Items drawn from a data source:
---+---

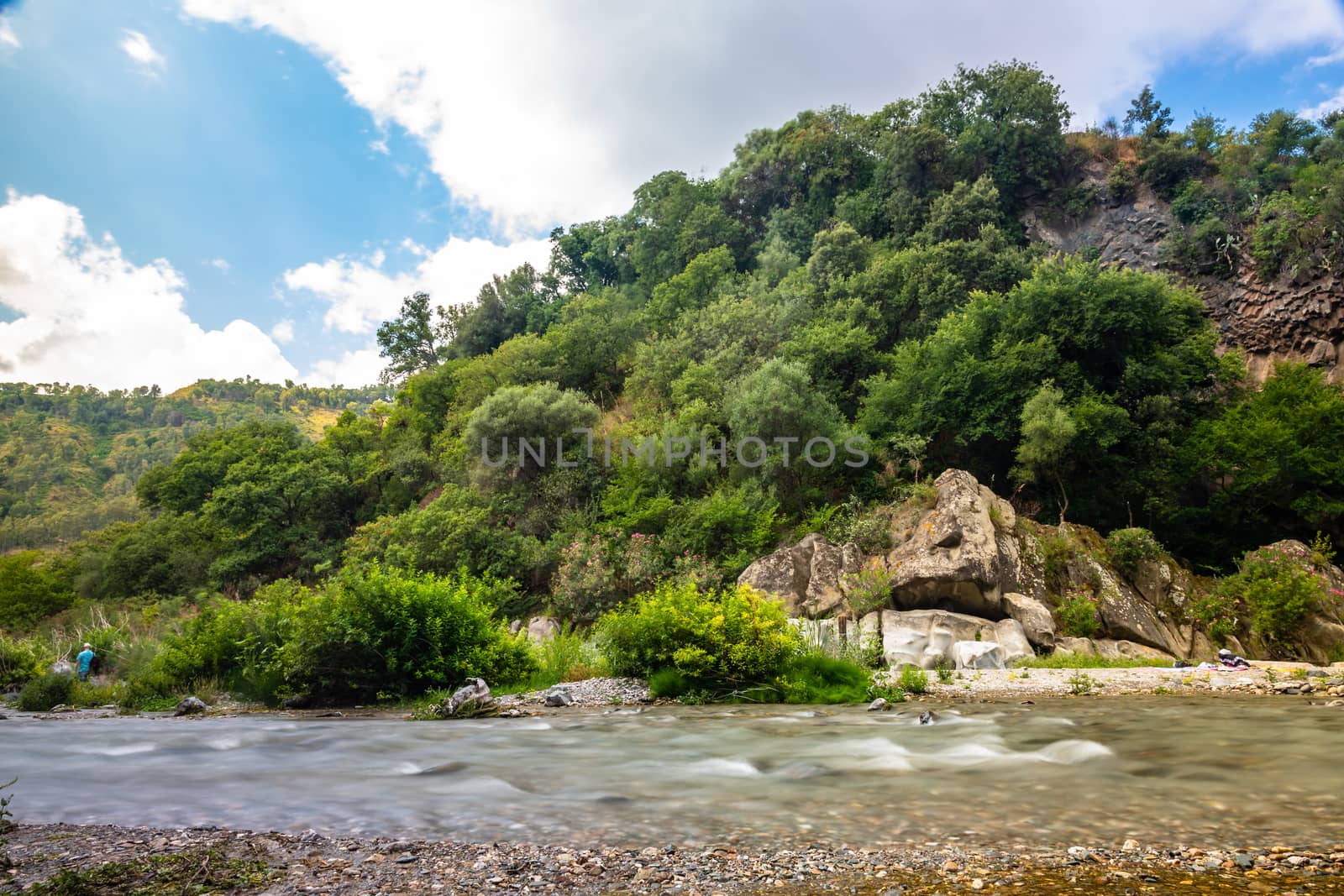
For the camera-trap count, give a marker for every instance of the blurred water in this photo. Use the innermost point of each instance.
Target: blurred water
(1216, 772)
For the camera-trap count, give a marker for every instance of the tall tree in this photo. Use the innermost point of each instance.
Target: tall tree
(416, 338)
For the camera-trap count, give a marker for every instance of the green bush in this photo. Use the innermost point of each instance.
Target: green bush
(725, 640)
(1126, 548)
(869, 589)
(46, 692)
(374, 634)
(1280, 589)
(1122, 183)
(913, 680)
(1077, 613)
(20, 661)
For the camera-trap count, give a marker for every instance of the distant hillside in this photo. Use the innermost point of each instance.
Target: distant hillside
(71, 456)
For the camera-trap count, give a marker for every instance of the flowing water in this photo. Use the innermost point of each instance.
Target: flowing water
(1216, 772)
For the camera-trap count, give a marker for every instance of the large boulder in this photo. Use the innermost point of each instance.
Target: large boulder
(927, 638)
(963, 555)
(1035, 618)
(979, 654)
(1110, 649)
(542, 629)
(810, 577)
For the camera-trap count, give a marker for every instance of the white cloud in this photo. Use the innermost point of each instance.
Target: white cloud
(7, 36)
(282, 332)
(138, 47)
(360, 367)
(1324, 107)
(87, 315)
(546, 113)
(362, 295)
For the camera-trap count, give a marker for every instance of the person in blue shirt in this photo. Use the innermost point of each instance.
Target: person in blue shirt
(85, 661)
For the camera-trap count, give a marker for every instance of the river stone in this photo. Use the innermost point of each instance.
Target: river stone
(978, 654)
(470, 699)
(558, 698)
(1035, 618)
(190, 707)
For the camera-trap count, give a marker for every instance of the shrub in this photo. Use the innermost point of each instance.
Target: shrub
(723, 640)
(46, 692)
(1126, 548)
(1280, 590)
(1122, 183)
(375, 634)
(869, 589)
(20, 661)
(1215, 613)
(913, 680)
(1077, 613)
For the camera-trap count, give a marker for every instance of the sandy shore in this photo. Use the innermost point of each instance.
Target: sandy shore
(1280, 679)
(116, 860)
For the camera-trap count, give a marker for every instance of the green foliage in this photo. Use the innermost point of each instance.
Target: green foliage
(726, 640)
(375, 634)
(1122, 183)
(29, 591)
(1126, 548)
(51, 689)
(22, 661)
(1081, 683)
(1280, 589)
(913, 680)
(869, 589)
(1077, 614)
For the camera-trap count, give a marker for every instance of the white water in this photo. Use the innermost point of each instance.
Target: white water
(1055, 773)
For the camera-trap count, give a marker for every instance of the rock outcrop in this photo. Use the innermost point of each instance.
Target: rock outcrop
(808, 577)
(967, 571)
(1289, 318)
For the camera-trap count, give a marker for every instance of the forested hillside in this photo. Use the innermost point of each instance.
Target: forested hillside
(846, 277)
(71, 456)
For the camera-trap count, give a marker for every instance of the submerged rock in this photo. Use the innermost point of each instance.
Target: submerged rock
(470, 700)
(190, 707)
(558, 698)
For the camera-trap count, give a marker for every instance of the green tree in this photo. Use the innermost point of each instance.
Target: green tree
(416, 338)
(1047, 432)
(1148, 116)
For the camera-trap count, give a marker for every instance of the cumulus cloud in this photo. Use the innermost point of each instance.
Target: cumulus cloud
(360, 367)
(87, 315)
(1324, 107)
(138, 46)
(7, 36)
(362, 295)
(550, 113)
(282, 332)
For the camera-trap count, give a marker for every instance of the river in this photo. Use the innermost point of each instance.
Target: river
(1054, 773)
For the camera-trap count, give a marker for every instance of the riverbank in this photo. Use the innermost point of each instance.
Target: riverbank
(113, 859)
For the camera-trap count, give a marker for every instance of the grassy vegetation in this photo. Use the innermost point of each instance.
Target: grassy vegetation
(1082, 661)
(190, 873)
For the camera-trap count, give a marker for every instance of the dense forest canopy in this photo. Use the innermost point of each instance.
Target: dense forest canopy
(847, 275)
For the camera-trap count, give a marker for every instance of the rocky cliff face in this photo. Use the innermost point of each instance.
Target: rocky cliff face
(969, 571)
(1284, 320)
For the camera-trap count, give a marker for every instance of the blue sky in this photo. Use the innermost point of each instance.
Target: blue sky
(275, 177)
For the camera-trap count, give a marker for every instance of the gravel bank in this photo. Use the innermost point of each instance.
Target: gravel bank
(1324, 684)
(281, 864)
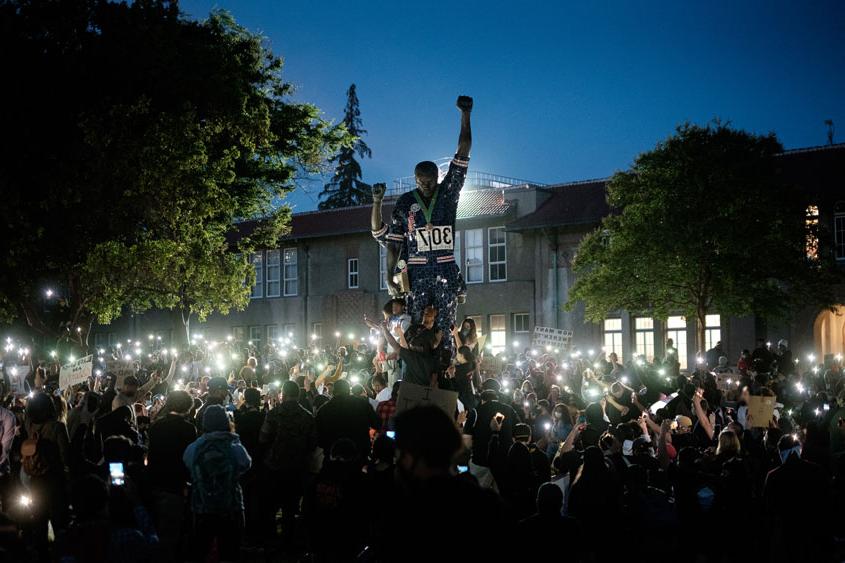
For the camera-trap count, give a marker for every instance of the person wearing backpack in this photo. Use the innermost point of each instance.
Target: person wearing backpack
(44, 468)
(216, 461)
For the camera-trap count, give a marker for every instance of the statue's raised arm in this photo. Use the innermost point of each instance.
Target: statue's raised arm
(465, 140)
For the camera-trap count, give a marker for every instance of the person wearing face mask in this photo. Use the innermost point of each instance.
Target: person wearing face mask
(794, 495)
(561, 427)
(428, 491)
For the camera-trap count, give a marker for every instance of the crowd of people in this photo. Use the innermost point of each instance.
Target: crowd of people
(570, 455)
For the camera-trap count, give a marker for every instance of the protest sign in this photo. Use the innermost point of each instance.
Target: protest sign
(121, 369)
(760, 410)
(76, 372)
(17, 378)
(412, 395)
(552, 337)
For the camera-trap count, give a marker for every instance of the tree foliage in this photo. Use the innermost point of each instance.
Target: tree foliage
(346, 187)
(134, 139)
(704, 224)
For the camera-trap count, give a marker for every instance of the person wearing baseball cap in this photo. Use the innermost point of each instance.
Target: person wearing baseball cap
(218, 392)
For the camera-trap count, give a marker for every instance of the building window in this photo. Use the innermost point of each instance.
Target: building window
(479, 323)
(163, 338)
(712, 330)
(613, 337)
(474, 271)
(812, 228)
(256, 335)
(644, 337)
(274, 273)
(352, 273)
(258, 263)
(839, 230)
(382, 268)
(520, 322)
(458, 253)
(498, 334)
(291, 273)
(102, 340)
(676, 330)
(497, 254)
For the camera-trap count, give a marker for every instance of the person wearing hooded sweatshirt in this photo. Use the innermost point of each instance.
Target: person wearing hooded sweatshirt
(216, 461)
(596, 425)
(46, 477)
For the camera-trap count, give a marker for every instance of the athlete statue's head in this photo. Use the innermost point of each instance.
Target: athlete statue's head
(426, 173)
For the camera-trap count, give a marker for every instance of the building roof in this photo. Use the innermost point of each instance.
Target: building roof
(483, 203)
(575, 203)
(354, 220)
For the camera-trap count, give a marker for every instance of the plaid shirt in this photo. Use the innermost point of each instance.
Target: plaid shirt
(385, 411)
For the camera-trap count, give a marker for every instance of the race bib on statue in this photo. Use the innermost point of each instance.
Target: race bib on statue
(434, 238)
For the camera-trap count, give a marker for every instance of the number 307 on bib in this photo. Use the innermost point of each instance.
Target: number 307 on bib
(438, 238)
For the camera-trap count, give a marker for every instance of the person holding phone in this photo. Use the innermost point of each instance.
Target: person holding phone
(488, 432)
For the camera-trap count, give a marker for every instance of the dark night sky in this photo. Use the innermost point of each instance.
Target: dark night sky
(563, 91)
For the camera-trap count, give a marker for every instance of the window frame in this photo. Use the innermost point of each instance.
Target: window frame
(527, 323)
(350, 273)
(479, 248)
(278, 268)
(294, 265)
(496, 334)
(491, 246)
(257, 261)
(644, 348)
(616, 340)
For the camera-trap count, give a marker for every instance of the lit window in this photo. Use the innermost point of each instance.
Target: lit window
(676, 329)
(498, 336)
(644, 337)
(256, 335)
(812, 227)
(712, 330)
(258, 263)
(479, 324)
(352, 273)
(497, 256)
(474, 272)
(382, 267)
(291, 273)
(274, 272)
(520, 322)
(839, 230)
(613, 337)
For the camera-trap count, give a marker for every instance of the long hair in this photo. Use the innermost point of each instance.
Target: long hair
(471, 335)
(728, 443)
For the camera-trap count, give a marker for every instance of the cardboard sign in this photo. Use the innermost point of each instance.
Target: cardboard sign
(121, 369)
(760, 410)
(17, 378)
(554, 337)
(76, 372)
(412, 395)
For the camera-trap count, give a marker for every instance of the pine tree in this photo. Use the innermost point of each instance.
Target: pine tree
(346, 187)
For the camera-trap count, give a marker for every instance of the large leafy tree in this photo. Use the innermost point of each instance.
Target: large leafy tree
(346, 187)
(133, 140)
(704, 224)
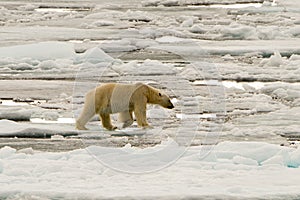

---+---

Stated exercise = Collect every line in the items above that contains the word "water".

Result for this task =
For the camera-trap count, give a marker for every instance of the blurred water in this photo. Use the innermost point of each instance.
Target: blurred water
For the camera-trap count, give a marker for every instance of the flowing water in this photo. Use the innermost point of each instance.
Target: flowing water
For the camera-trap count, give a marker for every instance of the white water in this photo. Use the innermost point of each instance.
Target: white water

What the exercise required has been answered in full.